# [WHAT YOU WILL DO]
If a line in the entries contains the string "wall", include that line in your answer.

(Natural language region descriptions)

###

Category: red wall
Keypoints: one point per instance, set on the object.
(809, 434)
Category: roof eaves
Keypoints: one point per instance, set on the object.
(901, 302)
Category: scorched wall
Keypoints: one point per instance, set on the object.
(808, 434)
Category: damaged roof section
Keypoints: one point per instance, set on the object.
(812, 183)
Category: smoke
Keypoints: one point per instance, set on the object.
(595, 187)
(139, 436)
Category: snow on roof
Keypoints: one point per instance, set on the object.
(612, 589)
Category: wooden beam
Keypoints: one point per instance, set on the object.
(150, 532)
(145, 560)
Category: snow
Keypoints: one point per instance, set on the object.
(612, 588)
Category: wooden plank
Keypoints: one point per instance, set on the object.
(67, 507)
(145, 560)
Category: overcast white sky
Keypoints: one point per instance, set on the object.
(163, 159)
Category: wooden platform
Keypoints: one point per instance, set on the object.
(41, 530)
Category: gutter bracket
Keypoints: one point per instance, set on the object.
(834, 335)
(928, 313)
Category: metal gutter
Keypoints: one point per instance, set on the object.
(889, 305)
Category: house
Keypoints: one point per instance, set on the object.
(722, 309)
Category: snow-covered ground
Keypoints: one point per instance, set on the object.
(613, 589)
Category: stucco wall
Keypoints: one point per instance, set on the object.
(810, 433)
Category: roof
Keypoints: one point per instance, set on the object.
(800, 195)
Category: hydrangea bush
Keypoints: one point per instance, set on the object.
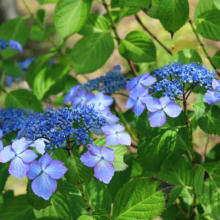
(121, 145)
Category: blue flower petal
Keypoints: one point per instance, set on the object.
(104, 171)
(44, 186)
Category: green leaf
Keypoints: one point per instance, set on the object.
(77, 170)
(17, 208)
(207, 187)
(129, 203)
(22, 98)
(91, 52)
(216, 59)
(137, 47)
(11, 68)
(94, 24)
(70, 15)
(50, 81)
(173, 14)
(13, 29)
(119, 150)
(187, 56)
(152, 154)
(98, 196)
(208, 117)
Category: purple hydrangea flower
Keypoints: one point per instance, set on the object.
(82, 98)
(20, 157)
(15, 45)
(40, 145)
(71, 93)
(101, 158)
(157, 107)
(212, 96)
(115, 135)
(138, 104)
(138, 85)
(45, 172)
(101, 101)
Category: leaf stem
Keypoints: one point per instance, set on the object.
(203, 46)
(117, 36)
(152, 35)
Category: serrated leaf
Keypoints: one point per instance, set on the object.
(13, 29)
(91, 52)
(173, 14)
(207, 188)
(70, 15)
(95, 24)
(137, 47)
(22, 98)
(152, 154)
(17, 208)
(129, 203)
(119, 150)
(208, 117)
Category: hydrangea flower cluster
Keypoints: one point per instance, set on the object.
(173, 77)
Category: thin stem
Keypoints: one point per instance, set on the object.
(80, 187)
(116, 35)
(41, 26)
(152, 35)
(203, 46)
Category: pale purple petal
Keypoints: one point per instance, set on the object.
(89, 160)
(211, 98)
(130, 103)
(56, 169)
(104, 171)
(34, 170)
(44, 186)
(153, 105)
(112, 140)
(124, 139)
(172, 109)
(28, 156)
(95, 150)
(132, 83)
(138, 108)
(44, 161)
(6, 154)
(20, 145)
(157, 119)
(164, 101)
(18, 168)
(148, 81)
(108, 154)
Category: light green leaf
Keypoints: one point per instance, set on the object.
(137, 47)
(130, 203)
(119, 150)
(17, 208)
(23, 98)
(91, 52)
(173, 14)
(13, 29)
(70, 15)
(152, 154)
(207, 187)
(95, 24)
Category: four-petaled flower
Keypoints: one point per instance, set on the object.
(157, 107)
(45, 172)
(115, 135)
(20, 157)
(138, 104)
(212, 96)
(138, 85)
(101, 158)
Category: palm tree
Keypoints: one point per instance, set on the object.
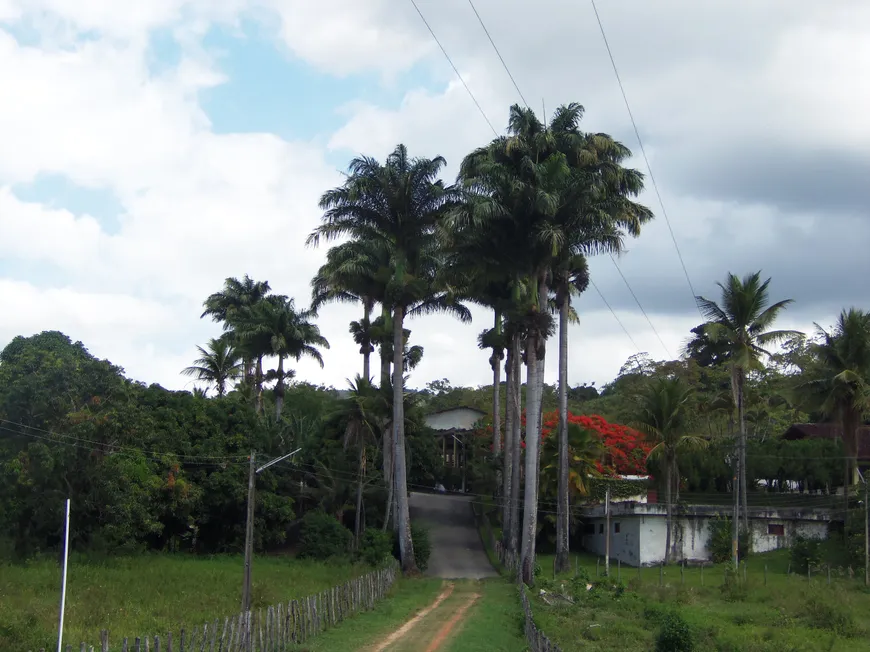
(742, 322)
(275, 327)
(218, 364)
(840, 384)
(397, 204)
(225, 305)
(663, 414)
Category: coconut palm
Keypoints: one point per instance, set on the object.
(662, 413)
(218, 363)
(273, 326)
(223, 306)
(839, 384)
(397, 204)
(742, 322)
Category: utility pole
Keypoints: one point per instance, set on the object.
(249, 535)
(249, 526)
(607, 531)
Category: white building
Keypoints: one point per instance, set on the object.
(638, 531)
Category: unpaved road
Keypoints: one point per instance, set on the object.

###

# [EXERCISE OUTPUT]
Category: red wall
Category: scorched wall
Category: stucco wall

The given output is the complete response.